* _Do this_:
Render the lines below as a Markdown table with two columns, Row and Line, where Row holds a sequential number and Line holds the text of each line. Skip blank lines and omit the pictures.

* _Exercise input_:
──────────────────────────────

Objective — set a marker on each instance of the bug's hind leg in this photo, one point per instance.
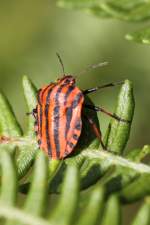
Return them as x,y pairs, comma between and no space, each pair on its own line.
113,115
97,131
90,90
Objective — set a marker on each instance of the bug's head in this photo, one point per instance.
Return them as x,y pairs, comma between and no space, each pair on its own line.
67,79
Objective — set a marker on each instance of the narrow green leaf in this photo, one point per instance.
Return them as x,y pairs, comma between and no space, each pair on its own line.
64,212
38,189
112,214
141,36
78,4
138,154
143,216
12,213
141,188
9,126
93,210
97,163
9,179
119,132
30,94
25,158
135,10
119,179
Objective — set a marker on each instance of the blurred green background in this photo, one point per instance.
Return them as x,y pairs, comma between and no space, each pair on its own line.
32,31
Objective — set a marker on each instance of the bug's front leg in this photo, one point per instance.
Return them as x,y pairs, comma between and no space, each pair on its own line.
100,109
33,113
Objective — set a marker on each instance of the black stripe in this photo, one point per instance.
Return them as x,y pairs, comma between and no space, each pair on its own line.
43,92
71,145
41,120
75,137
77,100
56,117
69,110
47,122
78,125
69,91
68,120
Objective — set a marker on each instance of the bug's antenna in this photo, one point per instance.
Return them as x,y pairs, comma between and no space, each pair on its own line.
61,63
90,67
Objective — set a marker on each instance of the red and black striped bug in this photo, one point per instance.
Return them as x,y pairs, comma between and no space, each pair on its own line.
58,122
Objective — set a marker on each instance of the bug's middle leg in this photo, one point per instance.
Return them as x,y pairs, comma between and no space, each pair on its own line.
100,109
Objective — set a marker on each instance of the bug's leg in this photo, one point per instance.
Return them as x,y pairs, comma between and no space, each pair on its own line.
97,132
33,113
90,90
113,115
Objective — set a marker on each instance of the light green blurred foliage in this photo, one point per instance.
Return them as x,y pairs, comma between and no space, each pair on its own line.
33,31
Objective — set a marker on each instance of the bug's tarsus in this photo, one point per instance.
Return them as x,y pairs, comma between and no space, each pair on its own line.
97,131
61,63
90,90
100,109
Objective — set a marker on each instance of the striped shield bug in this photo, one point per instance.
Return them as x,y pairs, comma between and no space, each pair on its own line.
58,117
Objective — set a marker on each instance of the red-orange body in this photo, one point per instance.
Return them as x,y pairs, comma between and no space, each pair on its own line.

──────────────────────────────

* _Response for this exercise_:
| Row | Line |
|---|---|
| 1 | Objective — set a marker on each instance of the bug's hind leg in this photo, one point per instance. |
| 2 | Return them as x,y pairs, comma between and no space, each pair on its own line. |
| 3 | 113,115 |
| 4 | 97,131 |
| 5 | 90,90 |
| 6 | Objective — set a marker on each instance of the bug's head in this photo, one point per instance. |
| 7 | Return them as x,y pairs, comma between and no space, each pair on its own line. |
| 8 | 67,79 |
| 9 | Objective — set a marker on each instance of the narrow green leaf in this photo, one point per instance. |
| 10 | Return them as x,y pairs, comma between and no space, each pair on its own line. |
| 11 | 64,212 |
| 12 | 38,189 |
| 13 | 112,214 |
| 14 | 141,36 |
| 15 | 78,4 |
| 16 | 138,154 |
| 17 | 143,216 |
| 18 | 12,213 |
| 19 | 141,188 |
| 20 | 9,126 |
| 21 | 93,210 |
| 22 | 97,163 |
| 23 | 9,179 |
| 24 | 119,132 |
| 25 | 30,94 |
| 26 | 25,158 |
| 27 | 135,10 |
| 28 | 119,179 |
| 29 | Objective — set a marker on each instance of the blurred green background in this photo, one point per instance. |
| 30 | Return them as x,y pairs, comma between and no space, each pair on its own line. |
| 31 | 32,31 |
| 32 | Objective — set a marker on each instance of the bug's front leg in this photo, one point per instance. |
| 33 | Return them as x,y pairs, comma between and no space, each pair on its own line. |
| 34 | 100,109 |
| 35 | 33,113 |
| 36 | Objective — set a marker on each instance of the black stripe in this photo, one point per instance. |
| 37 | Return them as x,y pairs, comma between and no space, each pair on its own line. |
| 38 | 43,92 |
| 39 | 71,145 |
| 40 | 41,120 |
| 41 | 75,137 |
| 42 | 77,100 |
| 43 | 56,117 |
| 44 | 69,110 |
| 45 | 47,122 |
| 46 | 78,125 |
| 47 | 69,91 |
| 48 | 68,120 |
| 49 | Objective — set a marker on each instance of the bug's antenna in this photo, one point per instance. |
| 50 | Return them as x,y pairs, comma between and no space, each pair on its own line. |
| 51 | 61,63 |
| 52 | 90,67 |
| 53 | Objective — set a marker on each instance of the red and black striped bug in this photo, one point per instance. |
| 54 | Return them as x,y pairs, comma between and no space, each pair on its own line. |
| 55 | 58,122 |
| 56 | Objective — set a marker on each instance of the bug's middle leg in this photo, one point per instance. |
| 57 | Return them as x,y pairs, comma between and no space, each pair on its own line. |
| 58 | 100,109 |
| 59 | Objective — set a marker on each instance of the bug's leg in this photo, one point per instance. |
| 60 | Return them as x,y pairs, comma between and no space, each pair on its own line. |
| 61 | 97,132 |
| 62 | 33,113 |
| 63 | 90,90 |
| 64 | 113,115 |
| 65 | Objective — set a marker on each instance of the light green blurred foliage in this photo, one point per instance. |
| 66 | Return them as x,y pairs, comma between and no space, each pair on its own line. |
| 67 | 33,31 |
| 68 | Objective — set a marker on each instance of the bug's tarsus in this photo, one point per instance. |
| 69 | Return them as x,y pairs, comma between and no space, each pair on its own line. |
| 70 | 97,131 |
| 71 | 61,63 |
| 72 | 90,90 |
| 73 | 100,109 |
| 74 | Objective — set a marker on each instance of the striped shield bug in this photo, one point per instance. |
| 75 | Return them as x,y pairs, comma between and no space, each pair on its own line. |
| 76 | 58,117 |
| 77 | Objective — set a marker on each instance of the red-orange body in this photo, one point per instance. |
| 78 | Return them as x,y pairs, comma between and no space, each pair on its own line. |